Given exercise →
Count the lines in the listing below that contain the string "goatee", and reply with only that number.

begin Records to use

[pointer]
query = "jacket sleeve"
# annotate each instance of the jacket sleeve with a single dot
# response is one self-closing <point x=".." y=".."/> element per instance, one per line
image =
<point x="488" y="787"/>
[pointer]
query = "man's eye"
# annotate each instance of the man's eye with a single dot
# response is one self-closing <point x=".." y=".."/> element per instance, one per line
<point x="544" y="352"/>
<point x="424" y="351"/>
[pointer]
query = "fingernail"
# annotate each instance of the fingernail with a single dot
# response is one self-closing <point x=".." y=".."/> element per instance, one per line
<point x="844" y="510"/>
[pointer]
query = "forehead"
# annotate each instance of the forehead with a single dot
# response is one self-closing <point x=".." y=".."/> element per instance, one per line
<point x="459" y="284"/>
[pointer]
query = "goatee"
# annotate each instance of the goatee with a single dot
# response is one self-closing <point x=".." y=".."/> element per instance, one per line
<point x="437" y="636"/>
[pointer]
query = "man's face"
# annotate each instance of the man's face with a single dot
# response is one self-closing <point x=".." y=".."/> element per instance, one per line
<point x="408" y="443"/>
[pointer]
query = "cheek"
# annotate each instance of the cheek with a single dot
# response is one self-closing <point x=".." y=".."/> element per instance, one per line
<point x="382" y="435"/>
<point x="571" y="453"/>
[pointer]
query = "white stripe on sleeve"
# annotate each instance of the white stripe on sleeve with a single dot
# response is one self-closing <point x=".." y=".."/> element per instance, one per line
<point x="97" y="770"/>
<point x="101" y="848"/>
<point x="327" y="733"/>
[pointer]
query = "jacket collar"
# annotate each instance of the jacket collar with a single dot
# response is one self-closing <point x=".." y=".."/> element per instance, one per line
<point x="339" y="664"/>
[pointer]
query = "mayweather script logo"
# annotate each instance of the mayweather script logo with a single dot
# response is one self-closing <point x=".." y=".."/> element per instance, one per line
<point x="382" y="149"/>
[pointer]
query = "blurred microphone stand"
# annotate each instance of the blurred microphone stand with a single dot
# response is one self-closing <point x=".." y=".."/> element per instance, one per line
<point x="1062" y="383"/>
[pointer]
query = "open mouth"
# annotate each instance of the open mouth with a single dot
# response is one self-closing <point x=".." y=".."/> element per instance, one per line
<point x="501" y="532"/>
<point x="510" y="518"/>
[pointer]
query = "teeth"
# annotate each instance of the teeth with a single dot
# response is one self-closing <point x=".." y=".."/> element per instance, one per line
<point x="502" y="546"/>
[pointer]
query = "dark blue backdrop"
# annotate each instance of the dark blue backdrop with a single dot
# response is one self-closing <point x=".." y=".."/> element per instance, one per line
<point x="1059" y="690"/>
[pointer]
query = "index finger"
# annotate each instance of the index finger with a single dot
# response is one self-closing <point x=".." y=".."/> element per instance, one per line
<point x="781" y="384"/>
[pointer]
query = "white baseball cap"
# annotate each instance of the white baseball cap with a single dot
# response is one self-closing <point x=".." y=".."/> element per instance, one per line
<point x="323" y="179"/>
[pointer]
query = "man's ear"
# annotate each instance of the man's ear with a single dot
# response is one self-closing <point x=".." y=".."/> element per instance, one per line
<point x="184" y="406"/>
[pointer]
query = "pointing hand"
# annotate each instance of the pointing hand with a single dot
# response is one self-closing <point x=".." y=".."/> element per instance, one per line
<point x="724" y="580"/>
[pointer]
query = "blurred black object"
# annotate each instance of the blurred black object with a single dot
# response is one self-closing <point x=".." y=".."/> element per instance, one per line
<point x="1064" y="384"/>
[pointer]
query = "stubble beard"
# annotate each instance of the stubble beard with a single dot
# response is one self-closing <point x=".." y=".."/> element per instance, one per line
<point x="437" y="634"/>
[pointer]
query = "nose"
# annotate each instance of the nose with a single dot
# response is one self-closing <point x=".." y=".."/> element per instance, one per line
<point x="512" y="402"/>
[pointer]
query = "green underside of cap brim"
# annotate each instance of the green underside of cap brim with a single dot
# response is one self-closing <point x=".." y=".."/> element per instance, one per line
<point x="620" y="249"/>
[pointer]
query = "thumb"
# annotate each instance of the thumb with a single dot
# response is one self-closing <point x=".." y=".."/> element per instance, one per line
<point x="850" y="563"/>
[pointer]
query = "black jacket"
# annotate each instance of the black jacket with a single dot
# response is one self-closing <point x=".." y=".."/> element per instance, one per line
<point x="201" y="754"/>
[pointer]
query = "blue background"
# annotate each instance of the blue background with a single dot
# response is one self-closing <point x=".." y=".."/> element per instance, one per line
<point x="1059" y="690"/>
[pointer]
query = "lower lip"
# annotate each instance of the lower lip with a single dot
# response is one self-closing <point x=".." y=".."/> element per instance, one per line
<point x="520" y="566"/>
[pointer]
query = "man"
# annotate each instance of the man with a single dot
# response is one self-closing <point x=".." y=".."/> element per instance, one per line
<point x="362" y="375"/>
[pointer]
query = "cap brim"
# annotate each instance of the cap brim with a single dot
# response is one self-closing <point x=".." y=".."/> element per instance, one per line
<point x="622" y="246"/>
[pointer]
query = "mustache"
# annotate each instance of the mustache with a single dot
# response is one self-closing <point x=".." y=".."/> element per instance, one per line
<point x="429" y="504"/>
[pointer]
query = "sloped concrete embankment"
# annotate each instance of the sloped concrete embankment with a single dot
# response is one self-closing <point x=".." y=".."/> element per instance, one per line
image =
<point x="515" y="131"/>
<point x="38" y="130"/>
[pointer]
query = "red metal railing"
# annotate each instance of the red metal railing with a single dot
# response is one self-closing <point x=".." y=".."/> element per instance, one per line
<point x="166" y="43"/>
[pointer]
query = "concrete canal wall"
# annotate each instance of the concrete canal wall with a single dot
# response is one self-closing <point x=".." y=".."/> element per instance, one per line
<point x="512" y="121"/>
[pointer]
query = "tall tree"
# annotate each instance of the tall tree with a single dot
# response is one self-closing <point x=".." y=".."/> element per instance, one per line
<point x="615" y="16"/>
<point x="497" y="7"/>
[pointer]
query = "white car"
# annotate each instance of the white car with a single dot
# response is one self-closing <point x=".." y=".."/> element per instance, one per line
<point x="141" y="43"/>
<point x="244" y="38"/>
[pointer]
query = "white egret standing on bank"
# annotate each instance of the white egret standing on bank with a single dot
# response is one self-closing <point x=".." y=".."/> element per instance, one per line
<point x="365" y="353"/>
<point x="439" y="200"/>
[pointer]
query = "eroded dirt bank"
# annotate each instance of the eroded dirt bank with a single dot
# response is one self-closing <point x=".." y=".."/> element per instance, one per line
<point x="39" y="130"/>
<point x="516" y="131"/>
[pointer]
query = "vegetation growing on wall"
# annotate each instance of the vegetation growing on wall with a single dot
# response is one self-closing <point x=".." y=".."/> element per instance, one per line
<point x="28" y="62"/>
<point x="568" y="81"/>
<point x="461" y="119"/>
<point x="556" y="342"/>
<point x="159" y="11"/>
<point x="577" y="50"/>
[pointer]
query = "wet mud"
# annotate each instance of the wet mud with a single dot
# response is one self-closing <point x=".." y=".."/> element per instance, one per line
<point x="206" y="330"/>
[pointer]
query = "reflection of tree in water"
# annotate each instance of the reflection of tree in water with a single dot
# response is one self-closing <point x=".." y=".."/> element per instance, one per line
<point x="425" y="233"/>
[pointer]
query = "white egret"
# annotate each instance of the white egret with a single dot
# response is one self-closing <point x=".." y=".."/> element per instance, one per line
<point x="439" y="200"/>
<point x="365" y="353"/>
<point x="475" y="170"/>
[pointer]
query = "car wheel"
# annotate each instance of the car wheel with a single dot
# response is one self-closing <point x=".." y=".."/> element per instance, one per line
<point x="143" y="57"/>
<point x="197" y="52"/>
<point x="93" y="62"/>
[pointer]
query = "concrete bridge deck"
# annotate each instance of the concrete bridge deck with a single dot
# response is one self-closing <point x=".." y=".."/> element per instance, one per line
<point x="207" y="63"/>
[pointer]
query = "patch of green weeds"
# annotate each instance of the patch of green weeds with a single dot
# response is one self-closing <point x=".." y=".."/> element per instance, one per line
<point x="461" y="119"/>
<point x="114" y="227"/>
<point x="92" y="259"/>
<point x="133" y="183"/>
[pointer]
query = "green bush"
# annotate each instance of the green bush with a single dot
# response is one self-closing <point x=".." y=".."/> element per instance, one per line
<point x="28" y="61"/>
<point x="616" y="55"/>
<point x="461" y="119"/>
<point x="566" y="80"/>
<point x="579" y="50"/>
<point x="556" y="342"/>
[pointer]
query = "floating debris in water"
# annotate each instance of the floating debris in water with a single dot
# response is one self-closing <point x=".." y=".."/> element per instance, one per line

end Records to use

Task result →
2